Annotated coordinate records

((

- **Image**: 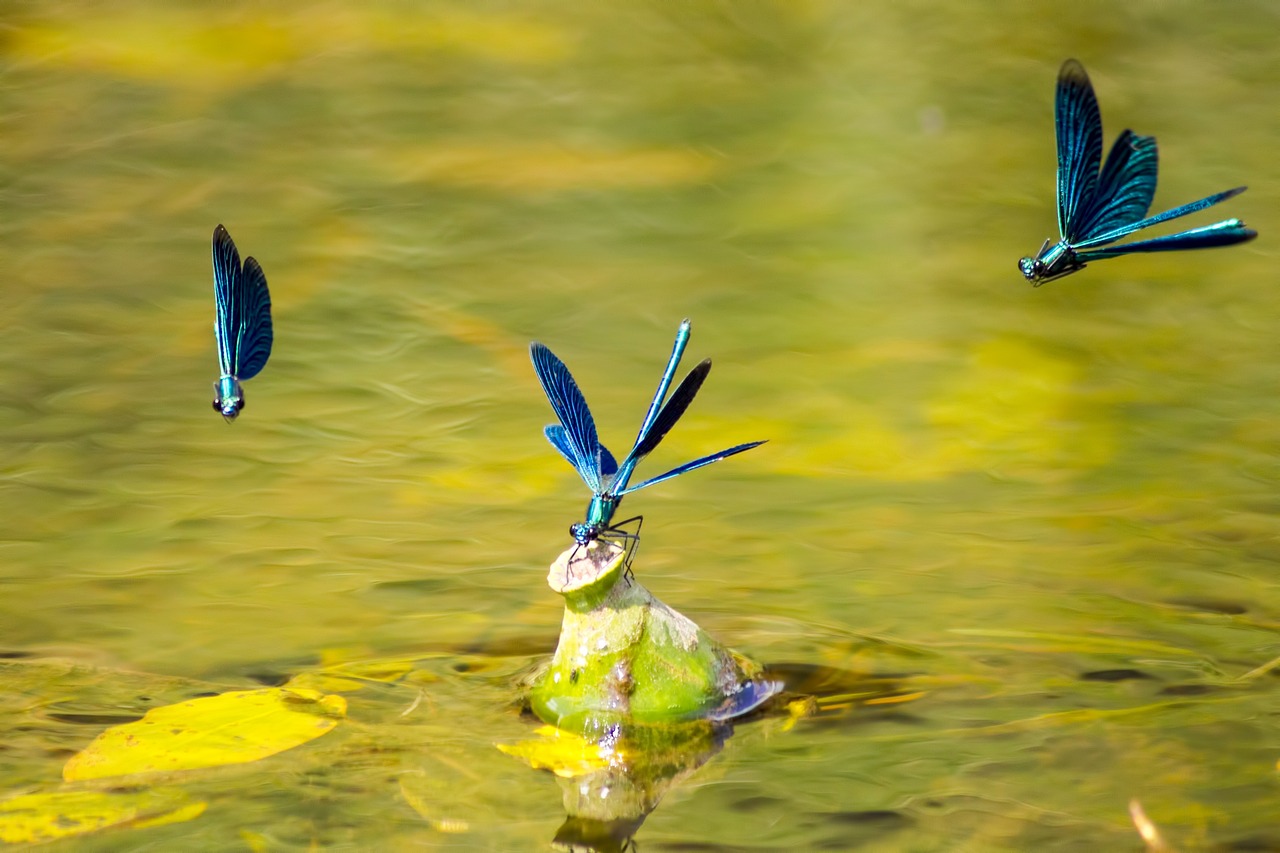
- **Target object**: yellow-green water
[0,3,1280,850]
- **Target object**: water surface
[0,3,1280,850]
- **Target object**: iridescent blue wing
[1074,131,1160,245]
[236,257,275,379]
[1055,59,1102,243]
[529,342,606,494]
[616,442,764,496]
[543,424,579,470]
[1076,219,1258,261]
[1075,187,1256,249]
[543,424,618,480]
[214,225,243,377]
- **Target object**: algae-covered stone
[530,540,781,734]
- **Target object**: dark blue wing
[529,342,606,494]
[236,257,275,379]
[1055,59,1102,243]
[614,442,764,496]
[1076,219,1258,261]
[609,318,690,491]
[631,359,712,461]
[1074,187,1248,249]
[1073,131,1160,241]
[214,225,243,377]
[543,424,618,479]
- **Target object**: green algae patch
[529,540,781,733]
[0,788,205,844]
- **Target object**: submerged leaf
[63,688,347,781]
[0,788,206,844]
[497,725,613,779]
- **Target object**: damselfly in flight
[1018,59,1258,287]
[529,320,764,569]
[214,225,271,423]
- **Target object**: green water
[0,3,1280,850]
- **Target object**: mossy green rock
[530,542,781,734]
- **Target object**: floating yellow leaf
[63,688,347,781]
[0,788,205,844]
[497,726,614,779]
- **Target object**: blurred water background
[0,1,1280,850]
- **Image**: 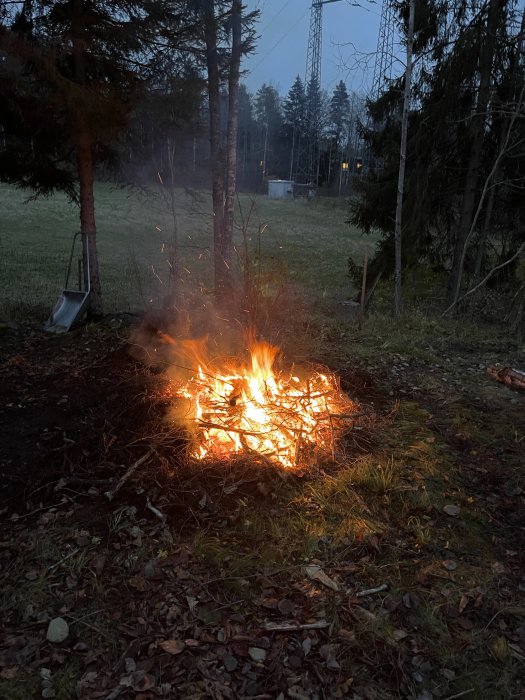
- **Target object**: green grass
[0,183,370,318]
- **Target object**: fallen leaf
[458,595,468,613]
[131,671,155,692]
[0,666,18,681]
[441,559,458,571]
[159,639,186,656]
[392,630,408,642]
[440,668,456,681]
[46,617,69,644]
[128,576,146,591]
[305,564,339,591]
[248,647,266,664]
[222,654,239,673]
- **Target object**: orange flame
[166,334,356,469]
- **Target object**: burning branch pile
[164,332,357,469]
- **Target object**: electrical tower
[364,0,395,170]
[370,0,395,101]
[295,0,340,186]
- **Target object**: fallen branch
[146,498,166,523]
[486,367,525,391]
[105,450,153,501]
[355,583,388,598]
[445,688,474,700]
[264,620,330,632]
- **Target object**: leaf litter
[0,322,524,700]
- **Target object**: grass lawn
[0,185,525,700]
[0,183,370,318]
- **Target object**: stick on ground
[105,450,153,501]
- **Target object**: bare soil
[0,320,525,700]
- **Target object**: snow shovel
[44,231,91,333]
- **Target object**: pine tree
[0,0,202,316]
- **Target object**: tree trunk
[73,0,103,319]
[76,124,103,318]
[474,8,525,280]
[204,0,224,301]
[221,0,242,300]
[394,0,415,317]
[448,0,502,304]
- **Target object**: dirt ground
[0,319,525,700]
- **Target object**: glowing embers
[169,330,357,468]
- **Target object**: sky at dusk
[243,0,381,96]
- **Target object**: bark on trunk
[448,0,503,304]
[394,0,415,317]
[77,125,103,318]
[204,0,226,302]
[72,0,103,319]
[221,0,242,298]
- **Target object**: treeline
[114,78,366,194]
[0,0,258,316]
[352,0,525,315]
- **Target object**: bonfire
[163,334,357,469]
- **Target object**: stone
[46,617,69,644]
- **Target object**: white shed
[268,180,293,199]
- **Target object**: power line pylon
[364,0,395,170]
[370,0,395,101]
[295,0,340,185]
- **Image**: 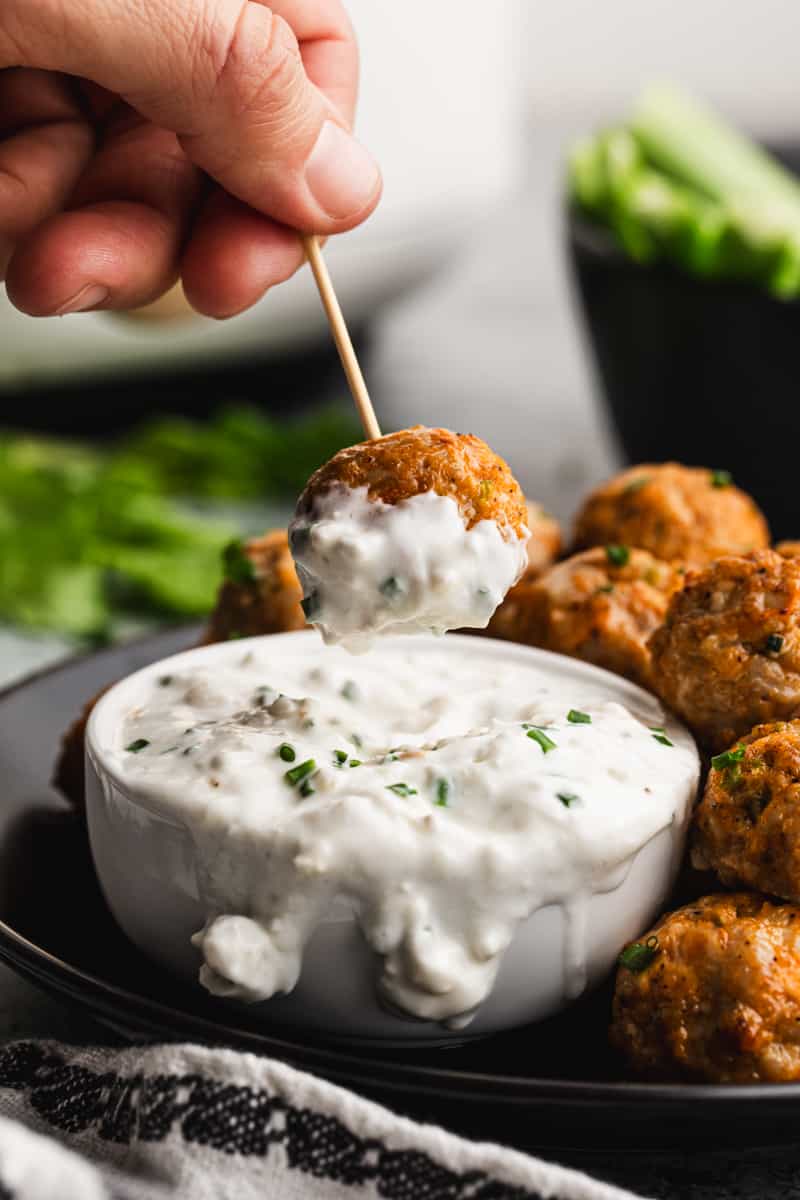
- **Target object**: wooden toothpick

))

- _What you need to do_: Reproduce the items word for word, from the very start through the line containing "[530,540,781,734]", including both ends. Leave the pictures out.

- _Solution for this exercise_:
- **Image**: 
- **Target object**: yellow-green water
[0,3,1280,850]
- **Target object**: water surface
[0,3,1280,850]
- **Target object**: iridescent blue wing
[1074,131,1160,245]
[236,257,275,379]
[1055,59,1102,243]
[529,342,606,494]
[616,442,764,496]
[543,424,579,470]
[1076,219,1258,261]
[1075,187,1256,249]
[543,424,618,480]
[214,225,243,377]
- **Target object**: algae-covered stone
[530,540,781,734]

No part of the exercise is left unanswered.